> Records provided
+ + + +
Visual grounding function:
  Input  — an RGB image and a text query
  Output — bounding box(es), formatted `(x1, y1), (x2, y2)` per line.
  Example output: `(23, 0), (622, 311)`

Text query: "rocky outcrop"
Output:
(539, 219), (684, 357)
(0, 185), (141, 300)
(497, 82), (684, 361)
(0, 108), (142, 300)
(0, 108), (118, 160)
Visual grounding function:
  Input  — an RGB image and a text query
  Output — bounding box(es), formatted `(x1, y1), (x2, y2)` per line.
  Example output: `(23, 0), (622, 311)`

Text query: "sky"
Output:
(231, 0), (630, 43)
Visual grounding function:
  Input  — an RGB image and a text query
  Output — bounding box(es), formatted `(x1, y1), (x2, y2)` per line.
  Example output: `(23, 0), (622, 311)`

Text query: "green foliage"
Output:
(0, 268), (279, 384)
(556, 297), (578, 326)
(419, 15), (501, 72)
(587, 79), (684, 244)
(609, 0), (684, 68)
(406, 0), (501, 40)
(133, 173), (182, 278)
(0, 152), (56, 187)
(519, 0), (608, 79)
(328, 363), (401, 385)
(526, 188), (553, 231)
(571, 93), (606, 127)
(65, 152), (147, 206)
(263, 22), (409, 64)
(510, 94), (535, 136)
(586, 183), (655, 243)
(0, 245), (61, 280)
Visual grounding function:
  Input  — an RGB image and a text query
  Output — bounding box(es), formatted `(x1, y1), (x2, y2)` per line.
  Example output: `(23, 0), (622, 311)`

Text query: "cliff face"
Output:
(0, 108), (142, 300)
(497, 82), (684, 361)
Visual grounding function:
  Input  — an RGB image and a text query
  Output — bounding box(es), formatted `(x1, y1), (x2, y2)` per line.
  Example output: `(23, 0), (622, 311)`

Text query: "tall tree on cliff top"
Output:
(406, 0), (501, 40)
+ + + +
> Instructions to follow
Put each line of the data above into a Markdown table with two columns, Row for the row number and Text for the line. Leave out blank lines.

> Response
| Row | Text |
|---|---|
| 1 | Visual grounding function: |
| 2 |   Input  — an RGB image and a text query |
| 3 |   Output — bounding box(es), formatted `(x1, y1), (x2, y2)` per line. |
| 4 |   Example output: `(23, 0), (622, 311)` |
| 5 | Text query: "rocky outcrop" |
| 6 | Output: |
| 7 | (539, 219), (684, 357) |
| 8 | (0, 185), (141, 300) |
| 9 | (497, 82), (684, 361) |
| 10 | (0, 108), (142, 300) |
| 11 | (0, 108), (118, 160) |
| 12 | Visual grounding function: |
| 13 |   Input  — an RGB image and a text query |
| 14 |   Output — bounding box(es), formatted `(x1, y1), (x2, y2)` per line. |
| 15 |   Example output: `(23, 0), (622, 311)` |
| 16 | Text query: "sky" |
| 17 | Output: |
| 18 | (231, 0), (630, 43) |
| 19 | Visual grounding function: |
| 20 |   Input  — an RGB image and a text query |
| 21 |   Output — bounding box(es), formatted `(x1, y1), (x2, y2)` per line. |
| 22 |   Example output: `(23, 0), (622, 311)` |
| 23 | Text query: "green foliage" |
| 24 | Output: |
| 25 | (0, 268), (279, 384) |
| 26 | (556, 297), (578, 326) |
| 27 | (419, 15), (501, 72) |
| 28 | (587, 79), (684, 244) |
| 29 | (609, 0), (684, 68) |
| 30 | (406, 0), (501, 40) |
| 31 | (133, 173), (182, 278) |
| 32 | (0, 152), (56, 187) |
| 33 | (519, 0), (608, 79) |
| 34 | (328, 363), (401, 385) |
| 35 | (526, 188), (553, 231) |
| 36 | (571, 93), (606, 127) |
| 37 | (65, 152), (147, 206) |
| 38 | (263, 22), (409, 64) |
| 39 | (510, 94), (535, 136) |
| 40 | (586, 183), (655, 243) |
| 41 | (0, 245), (61, 280) |
| 42 | Visual grounding function: |
| 43 |   Input  — an RGB image and a text query |
| 44 |   Output — bounding box(es), formatted `(x1, y1), (x2, y2)` per line. |
| 45 |   Example output: `(23, 0), (622, 311)` |
| 46 | Text query: "cliff face" |
| 47 | Output: |
| 48 | (0, 108), (142, 300) |
| 49 | (497, 82), (684, 361) |
| 50 | Visual grounding function: |
| 51 |   Input  — an RGB image and a text query |
| 52 |   Output — bounding box(es), formatted `(x1, y1), (x2, y2)` per line. |
| 53 |   Example output: `(23, 0), (622, 311)` |
| 54 | Text query: "tall tree on cliff top" |
| 55 | Output: |
| 56 | (406, 0), (501, 40) |